[Extract Boundary: Start]
Set boundaries and have reminders and prompts. Be assertive with the child without being aggressive. Never be sarcastic. Suggest ways of doing things right rather than asking why they did it wrong. And have your rewards ready. Praise is the best reward, but a token reward system can work wonders for children older than five years. Use a visual structure for tokens. Always only give the reward as promised, and when the child achieves something, never do it beforehand because that will be bribing, and it will backfire like anything!

Finally, remember, do everything in the context of a positive affectionate relationship. Changing behaviour is about changing your mood and theirs. And it works.

Supporting peer interactions

Children with ADHD are not much liked, even by their peers. They are impulsive, interrupt and intrude, have a poor sense of personal space, and are accident-prone, which puts off many of their peers. All that makes them an easy target for teasing and bullying. Some of them are also rather too sensitive to being teased by others. None of this helps either in group activities or in forming friendships.
[Extract Boundary: End]
[Data records Boundary: Start]
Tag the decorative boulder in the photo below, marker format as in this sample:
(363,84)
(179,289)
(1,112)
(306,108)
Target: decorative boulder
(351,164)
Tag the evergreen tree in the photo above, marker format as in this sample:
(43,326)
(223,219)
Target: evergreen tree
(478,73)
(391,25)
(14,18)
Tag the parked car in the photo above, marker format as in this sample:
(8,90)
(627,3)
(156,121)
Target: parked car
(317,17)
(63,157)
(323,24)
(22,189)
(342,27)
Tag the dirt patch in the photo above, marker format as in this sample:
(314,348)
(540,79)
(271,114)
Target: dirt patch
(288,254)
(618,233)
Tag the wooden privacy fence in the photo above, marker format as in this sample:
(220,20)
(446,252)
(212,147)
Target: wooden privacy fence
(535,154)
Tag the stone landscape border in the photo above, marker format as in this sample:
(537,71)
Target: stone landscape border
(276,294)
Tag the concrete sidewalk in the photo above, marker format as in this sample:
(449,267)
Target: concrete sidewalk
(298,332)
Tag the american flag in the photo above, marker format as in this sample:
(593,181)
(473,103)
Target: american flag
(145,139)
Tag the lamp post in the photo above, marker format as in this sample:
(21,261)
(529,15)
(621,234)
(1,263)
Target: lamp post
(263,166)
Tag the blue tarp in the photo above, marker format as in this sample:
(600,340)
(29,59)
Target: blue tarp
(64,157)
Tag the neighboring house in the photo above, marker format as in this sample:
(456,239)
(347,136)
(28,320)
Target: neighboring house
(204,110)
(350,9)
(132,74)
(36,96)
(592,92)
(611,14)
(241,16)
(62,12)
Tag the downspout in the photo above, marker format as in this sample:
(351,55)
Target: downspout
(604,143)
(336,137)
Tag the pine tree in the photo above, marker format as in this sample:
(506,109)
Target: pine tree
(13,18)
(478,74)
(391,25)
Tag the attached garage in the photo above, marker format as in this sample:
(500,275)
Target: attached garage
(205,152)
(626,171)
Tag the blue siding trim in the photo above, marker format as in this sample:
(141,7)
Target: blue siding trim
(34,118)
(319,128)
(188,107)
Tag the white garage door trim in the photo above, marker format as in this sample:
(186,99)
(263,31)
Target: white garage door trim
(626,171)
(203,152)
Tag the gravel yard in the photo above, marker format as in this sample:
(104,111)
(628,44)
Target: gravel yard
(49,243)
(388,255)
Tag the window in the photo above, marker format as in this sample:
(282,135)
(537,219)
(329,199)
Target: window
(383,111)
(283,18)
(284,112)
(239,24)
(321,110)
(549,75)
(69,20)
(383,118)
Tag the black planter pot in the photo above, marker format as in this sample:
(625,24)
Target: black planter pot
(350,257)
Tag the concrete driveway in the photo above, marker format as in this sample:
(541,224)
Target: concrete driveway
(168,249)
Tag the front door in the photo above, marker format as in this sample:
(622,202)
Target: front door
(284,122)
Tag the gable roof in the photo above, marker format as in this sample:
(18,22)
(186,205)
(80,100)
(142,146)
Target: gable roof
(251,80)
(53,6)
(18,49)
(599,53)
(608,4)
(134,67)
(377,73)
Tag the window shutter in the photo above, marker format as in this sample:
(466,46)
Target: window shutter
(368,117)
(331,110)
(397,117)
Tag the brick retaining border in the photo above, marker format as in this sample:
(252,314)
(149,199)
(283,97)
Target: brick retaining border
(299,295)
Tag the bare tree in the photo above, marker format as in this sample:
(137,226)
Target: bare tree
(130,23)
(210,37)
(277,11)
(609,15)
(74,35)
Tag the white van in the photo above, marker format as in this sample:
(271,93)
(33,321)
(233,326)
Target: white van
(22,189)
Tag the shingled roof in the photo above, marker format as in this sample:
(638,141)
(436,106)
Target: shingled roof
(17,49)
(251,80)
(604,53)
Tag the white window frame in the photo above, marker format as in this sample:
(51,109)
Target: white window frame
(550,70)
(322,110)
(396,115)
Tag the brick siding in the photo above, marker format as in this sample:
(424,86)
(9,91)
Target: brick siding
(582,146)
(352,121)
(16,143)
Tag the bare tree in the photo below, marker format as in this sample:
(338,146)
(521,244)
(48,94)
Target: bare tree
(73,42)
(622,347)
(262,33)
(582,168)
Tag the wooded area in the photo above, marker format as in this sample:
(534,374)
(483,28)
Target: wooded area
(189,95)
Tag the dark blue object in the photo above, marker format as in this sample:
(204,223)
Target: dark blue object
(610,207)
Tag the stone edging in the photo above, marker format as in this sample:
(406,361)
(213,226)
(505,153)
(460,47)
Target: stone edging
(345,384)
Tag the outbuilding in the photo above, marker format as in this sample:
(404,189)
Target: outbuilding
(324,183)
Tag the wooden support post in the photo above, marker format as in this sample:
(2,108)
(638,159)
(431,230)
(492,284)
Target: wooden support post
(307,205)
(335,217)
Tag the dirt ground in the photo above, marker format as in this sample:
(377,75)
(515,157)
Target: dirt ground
[Data records Boundary: End]
** What to produce **
Repeat the passage on children with ADHD in full, word for word. The entries are independent material and have no connection to the passage on children with ADHD.

** Task solution **
Set boundaries and have reminders and prompts. Be assertive with the child without being aggressive. Never be sarcastic. Suggest ways of doing things right rather than asking why they did it wrong. And have your rewards ready. Praise is the best reward, but a token reward system can work wonders for children older than five years. Use a visual structure for tokens. Always only give the reward as promised, and when the child achieves something, never do it beforehand because that will be bribing, and it will backfire like anything!

Finally, remember, do everything in the context of a positive affectionate relationship. Changing behaviour is about changing your mood and theirs. And it works.

Supporting peer interactions

Children with ADHD are not much liked, even by their peers. They are impulsive, interrupt and intrude, have a poor sense of personal space, and are accident-prone, which puts off many of their peers. All that makes them an easy target for teasing and bullying. Some of them are also rather too sensitive to being teased by others. None of this helps either in group activities or in forming friendships.